▶ _Task item 1_
Answer these from the passage on the NPPV review:
(a) Which center developed the comparative effectiveness review?
(b) Which three databases were searched for studies?
(c) From what year onward were published studies included in the searches?
▶ _Task item 2_
Duplicate everything in the passage on the NPPV review from "This slide set" down to "online at www.effectivehealthcare.ahrq.gov/nppv.cfm.".

Start of Extract provided

This slide set is based on a comparative effectiveness review (CER) titled Noninvasive Positive-Pressure Ventilation (NPPV) for Acute Respiratory Failure: Comparative Effectiveness, Comparative Effectiveness Review No. 68, which was developed by the Duke Evidence-based Practice Center, Durham, NC, for the Agency for Healthcare Research and Quality (AHRQ) under Contract No. 290-2007-10066-I and is available online at www.effectivehealthcare.ahrq.gov/nppv.cfm.

CERs are comprehensive systematic reviews of the literature that usually compare two or more types of interventions with usual care for the same disease. For this CER, the existing body of evidence on the relative benefits and adverse effects of currently used modalities of noninvasive positive-pressure ventilation (NPPV) was reviewed. The literature included in this review was identified in searches for studies in MEDLINE®, EMBASE®, and the Cochrane Database of Systematic Reviews using relevant search terms. Studies in adults with acute respiratory failure due to chronic obstructive pulmonary disease, acute cardiogenic pulmonary edema, pneumonia, asthma, obesity hypoventilation syndrome, interstitial lung disease, and acute respiratory failure in the postoperative and post-transplantation settings were included. The review did not include children or adults in whom NPPV is contraindicated (patients with facial trauma, cardiopulmonary arrest, or shock) in its evaluation. Searches were conducted for studies published in the English language from 1990 onwards.

End of Extract provided
Start of Data extracts

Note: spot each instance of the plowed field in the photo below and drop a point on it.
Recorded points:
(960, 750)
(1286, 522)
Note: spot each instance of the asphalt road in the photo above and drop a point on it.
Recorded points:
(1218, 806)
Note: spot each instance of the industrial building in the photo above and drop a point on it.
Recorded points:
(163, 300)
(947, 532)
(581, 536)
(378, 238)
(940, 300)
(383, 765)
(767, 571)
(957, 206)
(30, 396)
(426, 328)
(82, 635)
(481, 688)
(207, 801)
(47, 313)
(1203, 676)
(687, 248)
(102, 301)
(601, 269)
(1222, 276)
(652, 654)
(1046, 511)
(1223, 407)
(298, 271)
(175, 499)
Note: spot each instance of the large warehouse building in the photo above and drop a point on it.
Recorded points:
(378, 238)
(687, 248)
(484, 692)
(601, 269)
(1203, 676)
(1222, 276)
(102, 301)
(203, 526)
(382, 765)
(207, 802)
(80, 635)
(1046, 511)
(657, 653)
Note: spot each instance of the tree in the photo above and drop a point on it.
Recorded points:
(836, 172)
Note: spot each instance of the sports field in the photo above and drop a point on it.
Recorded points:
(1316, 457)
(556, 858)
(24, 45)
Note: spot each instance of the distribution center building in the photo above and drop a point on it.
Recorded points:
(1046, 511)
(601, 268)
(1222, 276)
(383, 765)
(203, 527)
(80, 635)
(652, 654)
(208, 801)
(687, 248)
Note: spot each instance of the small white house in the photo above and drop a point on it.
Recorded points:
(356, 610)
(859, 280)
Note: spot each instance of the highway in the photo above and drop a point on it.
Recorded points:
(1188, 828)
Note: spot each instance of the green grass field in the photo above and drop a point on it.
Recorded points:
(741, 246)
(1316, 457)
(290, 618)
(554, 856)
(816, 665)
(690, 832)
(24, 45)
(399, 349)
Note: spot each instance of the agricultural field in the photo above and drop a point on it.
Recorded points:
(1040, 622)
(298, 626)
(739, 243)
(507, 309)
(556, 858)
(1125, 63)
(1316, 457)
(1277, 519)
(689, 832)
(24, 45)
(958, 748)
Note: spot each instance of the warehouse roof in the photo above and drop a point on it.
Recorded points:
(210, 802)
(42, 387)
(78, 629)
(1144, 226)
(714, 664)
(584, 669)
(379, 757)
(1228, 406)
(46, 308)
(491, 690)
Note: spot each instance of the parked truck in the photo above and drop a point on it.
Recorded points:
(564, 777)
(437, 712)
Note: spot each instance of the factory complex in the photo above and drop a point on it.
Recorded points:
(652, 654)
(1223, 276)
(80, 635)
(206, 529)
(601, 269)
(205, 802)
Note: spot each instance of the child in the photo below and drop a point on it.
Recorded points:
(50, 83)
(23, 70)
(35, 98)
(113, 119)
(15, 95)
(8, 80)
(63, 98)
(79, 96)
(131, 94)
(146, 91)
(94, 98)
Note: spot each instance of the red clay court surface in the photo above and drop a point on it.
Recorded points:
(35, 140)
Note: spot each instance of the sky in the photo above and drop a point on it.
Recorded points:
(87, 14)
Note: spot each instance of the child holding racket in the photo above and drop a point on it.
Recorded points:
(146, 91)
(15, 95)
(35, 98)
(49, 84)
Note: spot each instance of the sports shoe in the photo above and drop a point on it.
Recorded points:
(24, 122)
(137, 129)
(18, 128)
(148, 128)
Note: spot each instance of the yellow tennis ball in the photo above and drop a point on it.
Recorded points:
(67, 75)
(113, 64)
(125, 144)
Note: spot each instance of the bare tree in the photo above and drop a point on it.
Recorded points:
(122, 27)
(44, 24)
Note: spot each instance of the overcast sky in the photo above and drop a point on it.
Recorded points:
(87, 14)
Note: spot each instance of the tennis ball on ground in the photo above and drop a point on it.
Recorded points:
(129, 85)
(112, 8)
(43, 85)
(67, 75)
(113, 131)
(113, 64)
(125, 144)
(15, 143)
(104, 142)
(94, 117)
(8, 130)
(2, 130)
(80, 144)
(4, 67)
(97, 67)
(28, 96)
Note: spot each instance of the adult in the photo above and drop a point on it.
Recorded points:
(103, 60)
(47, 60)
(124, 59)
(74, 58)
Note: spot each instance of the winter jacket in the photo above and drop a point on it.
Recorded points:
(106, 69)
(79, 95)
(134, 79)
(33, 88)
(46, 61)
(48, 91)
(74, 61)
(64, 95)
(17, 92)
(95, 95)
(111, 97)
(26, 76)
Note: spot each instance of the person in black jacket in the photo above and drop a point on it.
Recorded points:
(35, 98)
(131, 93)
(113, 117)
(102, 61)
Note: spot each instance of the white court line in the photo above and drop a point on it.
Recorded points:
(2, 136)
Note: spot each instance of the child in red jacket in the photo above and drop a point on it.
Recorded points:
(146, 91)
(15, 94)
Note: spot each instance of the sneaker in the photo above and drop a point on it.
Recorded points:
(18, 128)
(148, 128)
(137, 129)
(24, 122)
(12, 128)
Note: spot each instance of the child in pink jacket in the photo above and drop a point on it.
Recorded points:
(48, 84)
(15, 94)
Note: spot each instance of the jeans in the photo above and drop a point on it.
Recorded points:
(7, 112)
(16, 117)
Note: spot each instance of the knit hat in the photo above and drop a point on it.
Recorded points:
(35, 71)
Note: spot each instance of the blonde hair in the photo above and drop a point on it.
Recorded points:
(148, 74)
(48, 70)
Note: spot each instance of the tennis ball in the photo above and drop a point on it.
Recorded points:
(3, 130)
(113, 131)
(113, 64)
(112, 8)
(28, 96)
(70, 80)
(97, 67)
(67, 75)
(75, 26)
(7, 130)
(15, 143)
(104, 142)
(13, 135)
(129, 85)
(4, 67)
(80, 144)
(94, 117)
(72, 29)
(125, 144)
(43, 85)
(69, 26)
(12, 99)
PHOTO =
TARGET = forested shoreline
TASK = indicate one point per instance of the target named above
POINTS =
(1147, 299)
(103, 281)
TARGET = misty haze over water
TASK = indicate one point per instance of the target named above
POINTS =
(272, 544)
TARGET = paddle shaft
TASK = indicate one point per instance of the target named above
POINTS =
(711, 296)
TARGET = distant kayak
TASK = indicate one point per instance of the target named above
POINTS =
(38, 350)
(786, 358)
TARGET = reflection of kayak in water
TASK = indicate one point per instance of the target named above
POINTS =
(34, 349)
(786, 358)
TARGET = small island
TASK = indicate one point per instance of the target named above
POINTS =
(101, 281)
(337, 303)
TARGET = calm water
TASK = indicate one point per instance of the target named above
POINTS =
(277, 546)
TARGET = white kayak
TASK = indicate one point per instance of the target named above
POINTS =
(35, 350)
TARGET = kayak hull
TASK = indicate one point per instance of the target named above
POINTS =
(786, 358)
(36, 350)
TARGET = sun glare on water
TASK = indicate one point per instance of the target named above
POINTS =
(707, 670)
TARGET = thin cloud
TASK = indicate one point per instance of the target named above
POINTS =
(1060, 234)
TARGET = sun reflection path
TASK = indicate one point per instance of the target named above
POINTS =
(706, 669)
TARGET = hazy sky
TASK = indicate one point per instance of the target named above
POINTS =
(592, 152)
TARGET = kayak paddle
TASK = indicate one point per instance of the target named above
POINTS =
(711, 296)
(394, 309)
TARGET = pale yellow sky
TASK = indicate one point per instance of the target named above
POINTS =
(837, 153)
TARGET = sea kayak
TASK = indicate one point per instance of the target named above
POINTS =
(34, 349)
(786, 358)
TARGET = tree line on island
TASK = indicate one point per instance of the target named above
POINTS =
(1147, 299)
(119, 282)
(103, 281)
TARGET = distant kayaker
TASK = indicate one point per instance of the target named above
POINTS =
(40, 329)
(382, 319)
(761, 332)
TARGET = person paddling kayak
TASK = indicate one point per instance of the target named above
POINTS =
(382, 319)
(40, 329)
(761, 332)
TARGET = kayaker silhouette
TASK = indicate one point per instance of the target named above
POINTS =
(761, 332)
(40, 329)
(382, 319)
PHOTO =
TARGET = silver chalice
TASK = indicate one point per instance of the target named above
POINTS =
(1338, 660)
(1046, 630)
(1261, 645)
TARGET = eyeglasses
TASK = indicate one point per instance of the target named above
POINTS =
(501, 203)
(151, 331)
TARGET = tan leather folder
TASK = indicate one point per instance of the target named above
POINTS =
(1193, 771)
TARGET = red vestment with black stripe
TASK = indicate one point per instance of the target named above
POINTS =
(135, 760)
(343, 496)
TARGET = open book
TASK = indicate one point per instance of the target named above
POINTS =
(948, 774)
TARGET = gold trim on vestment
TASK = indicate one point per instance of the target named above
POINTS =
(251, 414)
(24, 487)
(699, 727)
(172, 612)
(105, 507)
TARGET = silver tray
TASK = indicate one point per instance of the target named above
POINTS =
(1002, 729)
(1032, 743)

End of Data extracts

▶ _Task output 1_
(a) The Duke Evidence-based Practice Center, Durham, NC
(b) MEDLINE®, EMBASE®, and the Cochrane Database of Systematic Reviews
(c) 1990

▶ _Task output 2_
This slide set is based on a comparative effectiveness review (CER) titled Noninvasive Positive-Pressure Ventilation (NPPV) for Acute Respiratory Failure: Comparative Effectiveness, Comparative Effectiveness Review No. 68, which was developed by the Duke Evidence-based Practice Center, Durham, NC, for the Agency for Healthcare Research and Quality (AHRQ) under Contract No. 290-2007-10066-I and is available online at www.effectivehealthcare.ahrq.gov/nppv.cfm.